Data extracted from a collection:

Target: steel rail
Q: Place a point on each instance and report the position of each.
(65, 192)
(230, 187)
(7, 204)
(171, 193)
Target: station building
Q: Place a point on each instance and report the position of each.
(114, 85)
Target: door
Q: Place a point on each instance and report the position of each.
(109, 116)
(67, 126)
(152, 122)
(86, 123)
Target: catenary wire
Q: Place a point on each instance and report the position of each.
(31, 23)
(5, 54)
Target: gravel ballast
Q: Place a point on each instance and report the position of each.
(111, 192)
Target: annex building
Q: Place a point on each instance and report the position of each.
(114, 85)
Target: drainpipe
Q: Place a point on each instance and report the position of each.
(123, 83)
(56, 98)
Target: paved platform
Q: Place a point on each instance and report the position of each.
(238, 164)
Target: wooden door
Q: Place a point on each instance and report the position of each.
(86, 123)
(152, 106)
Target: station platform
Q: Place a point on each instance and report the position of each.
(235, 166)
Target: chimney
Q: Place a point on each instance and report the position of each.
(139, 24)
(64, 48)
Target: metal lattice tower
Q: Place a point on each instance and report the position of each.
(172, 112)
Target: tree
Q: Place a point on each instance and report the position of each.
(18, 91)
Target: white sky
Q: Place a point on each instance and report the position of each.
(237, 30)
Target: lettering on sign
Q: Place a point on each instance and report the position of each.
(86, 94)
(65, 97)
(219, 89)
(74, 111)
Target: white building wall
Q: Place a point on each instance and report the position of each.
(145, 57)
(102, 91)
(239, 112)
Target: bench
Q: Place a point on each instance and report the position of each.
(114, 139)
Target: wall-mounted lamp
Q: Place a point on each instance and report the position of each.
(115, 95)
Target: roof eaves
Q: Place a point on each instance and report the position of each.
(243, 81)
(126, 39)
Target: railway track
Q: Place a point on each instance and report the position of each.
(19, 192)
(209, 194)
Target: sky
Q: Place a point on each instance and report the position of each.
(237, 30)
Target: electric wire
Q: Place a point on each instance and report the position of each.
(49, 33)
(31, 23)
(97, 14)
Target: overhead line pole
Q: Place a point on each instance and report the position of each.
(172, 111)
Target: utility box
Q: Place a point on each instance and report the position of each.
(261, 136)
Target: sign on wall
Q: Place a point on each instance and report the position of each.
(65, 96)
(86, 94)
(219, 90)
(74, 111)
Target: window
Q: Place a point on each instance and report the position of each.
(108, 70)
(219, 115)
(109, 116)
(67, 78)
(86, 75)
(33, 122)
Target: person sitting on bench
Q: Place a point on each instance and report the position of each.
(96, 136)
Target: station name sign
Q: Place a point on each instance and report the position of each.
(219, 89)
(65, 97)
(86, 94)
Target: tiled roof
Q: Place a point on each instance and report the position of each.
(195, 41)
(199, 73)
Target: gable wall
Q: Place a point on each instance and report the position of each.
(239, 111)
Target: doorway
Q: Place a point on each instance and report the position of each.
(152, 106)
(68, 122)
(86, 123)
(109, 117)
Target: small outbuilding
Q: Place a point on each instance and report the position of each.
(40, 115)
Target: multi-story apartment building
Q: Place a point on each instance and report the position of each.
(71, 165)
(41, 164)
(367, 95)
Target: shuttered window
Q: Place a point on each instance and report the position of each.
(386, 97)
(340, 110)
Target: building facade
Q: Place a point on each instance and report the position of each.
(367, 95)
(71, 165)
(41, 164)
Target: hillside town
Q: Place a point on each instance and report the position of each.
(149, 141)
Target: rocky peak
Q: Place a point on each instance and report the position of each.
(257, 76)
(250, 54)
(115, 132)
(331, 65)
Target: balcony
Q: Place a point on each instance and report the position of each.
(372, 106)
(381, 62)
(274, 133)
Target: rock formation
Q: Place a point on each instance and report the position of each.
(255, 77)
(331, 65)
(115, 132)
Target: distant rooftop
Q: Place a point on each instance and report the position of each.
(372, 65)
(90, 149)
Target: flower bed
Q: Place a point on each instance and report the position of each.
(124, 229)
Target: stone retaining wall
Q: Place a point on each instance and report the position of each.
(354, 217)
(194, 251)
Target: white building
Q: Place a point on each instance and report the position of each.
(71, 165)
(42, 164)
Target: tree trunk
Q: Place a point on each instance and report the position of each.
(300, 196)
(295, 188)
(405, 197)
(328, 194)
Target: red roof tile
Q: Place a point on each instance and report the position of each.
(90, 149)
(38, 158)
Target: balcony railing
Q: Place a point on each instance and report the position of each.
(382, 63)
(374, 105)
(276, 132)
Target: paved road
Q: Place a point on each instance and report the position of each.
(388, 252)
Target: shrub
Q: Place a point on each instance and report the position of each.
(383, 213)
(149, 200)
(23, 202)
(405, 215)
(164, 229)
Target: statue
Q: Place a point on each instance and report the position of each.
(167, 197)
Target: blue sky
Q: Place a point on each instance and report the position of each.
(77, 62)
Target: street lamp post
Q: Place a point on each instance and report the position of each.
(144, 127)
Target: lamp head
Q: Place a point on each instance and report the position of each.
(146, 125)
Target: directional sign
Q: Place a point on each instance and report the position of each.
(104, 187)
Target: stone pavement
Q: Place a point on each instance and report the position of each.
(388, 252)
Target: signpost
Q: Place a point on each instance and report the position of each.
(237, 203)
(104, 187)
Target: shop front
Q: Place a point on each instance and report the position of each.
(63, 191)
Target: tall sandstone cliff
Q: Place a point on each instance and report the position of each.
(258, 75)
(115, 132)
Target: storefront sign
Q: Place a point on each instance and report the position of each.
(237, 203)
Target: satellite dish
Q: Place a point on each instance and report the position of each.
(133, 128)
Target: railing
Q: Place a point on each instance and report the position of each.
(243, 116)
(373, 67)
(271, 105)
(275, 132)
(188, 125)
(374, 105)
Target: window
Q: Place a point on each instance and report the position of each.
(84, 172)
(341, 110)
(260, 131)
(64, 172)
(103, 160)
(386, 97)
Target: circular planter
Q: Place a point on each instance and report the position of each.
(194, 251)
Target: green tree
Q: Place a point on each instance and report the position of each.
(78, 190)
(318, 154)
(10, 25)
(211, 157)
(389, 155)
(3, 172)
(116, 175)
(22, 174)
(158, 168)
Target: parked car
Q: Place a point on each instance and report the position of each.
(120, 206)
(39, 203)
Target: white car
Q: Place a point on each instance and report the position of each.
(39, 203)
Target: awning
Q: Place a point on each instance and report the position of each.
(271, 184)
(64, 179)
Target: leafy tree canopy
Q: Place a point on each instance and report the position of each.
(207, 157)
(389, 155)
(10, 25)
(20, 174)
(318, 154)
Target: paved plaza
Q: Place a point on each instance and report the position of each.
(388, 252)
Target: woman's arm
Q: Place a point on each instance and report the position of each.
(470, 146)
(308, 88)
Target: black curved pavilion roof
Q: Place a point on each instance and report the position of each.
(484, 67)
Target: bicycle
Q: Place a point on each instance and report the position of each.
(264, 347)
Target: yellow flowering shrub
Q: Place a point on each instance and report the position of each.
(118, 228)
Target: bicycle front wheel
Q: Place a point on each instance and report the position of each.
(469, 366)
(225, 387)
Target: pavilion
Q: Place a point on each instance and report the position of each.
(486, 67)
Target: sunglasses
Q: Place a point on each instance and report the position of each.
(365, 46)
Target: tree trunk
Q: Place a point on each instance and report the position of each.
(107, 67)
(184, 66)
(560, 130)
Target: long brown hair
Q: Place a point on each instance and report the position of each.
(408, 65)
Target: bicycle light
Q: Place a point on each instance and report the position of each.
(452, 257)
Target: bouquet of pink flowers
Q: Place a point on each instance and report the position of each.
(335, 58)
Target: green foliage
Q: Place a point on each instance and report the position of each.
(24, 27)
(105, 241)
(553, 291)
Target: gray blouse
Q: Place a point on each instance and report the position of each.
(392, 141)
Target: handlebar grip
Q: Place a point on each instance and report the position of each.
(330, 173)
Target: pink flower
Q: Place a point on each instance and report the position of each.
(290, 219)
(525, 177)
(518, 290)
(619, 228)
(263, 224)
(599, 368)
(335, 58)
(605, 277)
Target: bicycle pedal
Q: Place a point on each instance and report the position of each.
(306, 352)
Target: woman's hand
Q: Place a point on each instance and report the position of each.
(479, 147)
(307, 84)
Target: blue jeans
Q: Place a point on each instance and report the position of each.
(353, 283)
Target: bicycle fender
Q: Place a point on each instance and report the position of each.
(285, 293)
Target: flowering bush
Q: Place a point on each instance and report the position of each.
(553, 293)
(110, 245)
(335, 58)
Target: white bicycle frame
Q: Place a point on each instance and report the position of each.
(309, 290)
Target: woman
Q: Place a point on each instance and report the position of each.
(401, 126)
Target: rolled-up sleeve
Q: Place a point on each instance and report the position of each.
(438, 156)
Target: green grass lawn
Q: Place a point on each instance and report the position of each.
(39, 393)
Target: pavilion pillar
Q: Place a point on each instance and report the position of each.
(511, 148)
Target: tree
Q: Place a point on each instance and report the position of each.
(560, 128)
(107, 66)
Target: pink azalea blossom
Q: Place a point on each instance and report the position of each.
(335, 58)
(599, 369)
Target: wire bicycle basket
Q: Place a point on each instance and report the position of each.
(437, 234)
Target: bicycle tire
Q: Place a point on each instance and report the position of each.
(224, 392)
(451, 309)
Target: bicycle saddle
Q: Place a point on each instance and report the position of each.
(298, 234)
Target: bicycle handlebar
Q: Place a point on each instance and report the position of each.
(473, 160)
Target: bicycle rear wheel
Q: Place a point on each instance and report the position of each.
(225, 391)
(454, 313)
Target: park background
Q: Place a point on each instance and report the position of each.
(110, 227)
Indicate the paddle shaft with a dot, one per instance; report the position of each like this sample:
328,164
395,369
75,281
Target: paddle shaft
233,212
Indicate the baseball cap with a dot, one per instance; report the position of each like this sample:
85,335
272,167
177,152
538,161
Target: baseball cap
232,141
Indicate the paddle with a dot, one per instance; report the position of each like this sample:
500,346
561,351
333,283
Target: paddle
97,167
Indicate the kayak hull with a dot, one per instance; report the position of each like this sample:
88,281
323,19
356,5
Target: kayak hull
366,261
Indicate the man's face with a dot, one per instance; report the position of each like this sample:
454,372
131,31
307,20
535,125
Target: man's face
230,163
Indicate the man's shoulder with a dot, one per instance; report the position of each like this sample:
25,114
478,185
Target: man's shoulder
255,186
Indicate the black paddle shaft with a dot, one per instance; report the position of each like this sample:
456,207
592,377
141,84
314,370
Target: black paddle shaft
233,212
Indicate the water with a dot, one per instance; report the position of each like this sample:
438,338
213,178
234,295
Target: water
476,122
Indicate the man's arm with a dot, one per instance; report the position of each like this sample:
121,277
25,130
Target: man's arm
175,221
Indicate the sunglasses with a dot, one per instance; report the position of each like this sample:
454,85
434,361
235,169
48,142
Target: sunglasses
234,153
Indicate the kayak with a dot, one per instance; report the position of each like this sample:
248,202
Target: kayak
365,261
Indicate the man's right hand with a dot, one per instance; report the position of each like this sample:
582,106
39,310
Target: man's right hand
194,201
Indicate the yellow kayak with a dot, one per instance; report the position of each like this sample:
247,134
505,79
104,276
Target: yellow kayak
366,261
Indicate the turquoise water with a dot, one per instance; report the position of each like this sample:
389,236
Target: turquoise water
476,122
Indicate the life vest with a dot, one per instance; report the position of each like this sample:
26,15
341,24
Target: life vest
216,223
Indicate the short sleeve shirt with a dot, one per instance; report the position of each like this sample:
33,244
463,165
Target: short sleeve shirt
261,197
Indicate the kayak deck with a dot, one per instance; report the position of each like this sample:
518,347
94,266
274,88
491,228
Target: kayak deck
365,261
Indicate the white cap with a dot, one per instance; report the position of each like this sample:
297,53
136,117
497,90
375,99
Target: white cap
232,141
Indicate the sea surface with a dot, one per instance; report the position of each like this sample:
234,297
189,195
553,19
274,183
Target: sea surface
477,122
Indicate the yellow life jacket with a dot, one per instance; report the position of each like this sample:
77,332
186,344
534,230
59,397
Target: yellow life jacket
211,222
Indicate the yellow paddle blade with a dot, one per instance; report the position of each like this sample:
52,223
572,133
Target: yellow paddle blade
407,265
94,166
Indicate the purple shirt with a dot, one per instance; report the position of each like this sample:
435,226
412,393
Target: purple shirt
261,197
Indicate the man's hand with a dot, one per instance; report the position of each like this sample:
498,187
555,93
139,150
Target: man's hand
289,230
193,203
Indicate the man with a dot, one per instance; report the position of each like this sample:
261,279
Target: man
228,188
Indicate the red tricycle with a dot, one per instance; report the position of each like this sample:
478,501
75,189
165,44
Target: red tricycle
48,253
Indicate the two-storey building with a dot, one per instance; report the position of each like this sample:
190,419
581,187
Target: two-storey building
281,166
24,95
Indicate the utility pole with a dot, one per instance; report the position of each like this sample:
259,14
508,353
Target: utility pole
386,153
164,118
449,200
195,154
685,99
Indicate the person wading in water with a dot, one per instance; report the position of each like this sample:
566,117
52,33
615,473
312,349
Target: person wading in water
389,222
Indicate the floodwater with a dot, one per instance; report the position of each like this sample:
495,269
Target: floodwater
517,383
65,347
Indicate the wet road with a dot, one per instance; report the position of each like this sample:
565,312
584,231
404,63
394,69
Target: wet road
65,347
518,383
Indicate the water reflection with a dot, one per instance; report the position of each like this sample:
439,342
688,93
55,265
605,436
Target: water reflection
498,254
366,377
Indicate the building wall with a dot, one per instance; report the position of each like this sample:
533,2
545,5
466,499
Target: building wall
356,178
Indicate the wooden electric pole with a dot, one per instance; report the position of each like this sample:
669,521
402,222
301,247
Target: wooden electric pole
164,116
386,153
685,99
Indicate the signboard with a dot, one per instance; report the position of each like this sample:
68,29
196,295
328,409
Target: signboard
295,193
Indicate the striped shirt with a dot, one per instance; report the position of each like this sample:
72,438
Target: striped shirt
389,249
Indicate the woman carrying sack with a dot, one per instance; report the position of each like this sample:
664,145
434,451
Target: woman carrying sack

### ABOUT THIS TASK:
Which lines of the data hold the string "wheel"? Return each of them.

### FINISHED EXERCISE:
Target: bicycle front wheel
Target: bicycle rear wheel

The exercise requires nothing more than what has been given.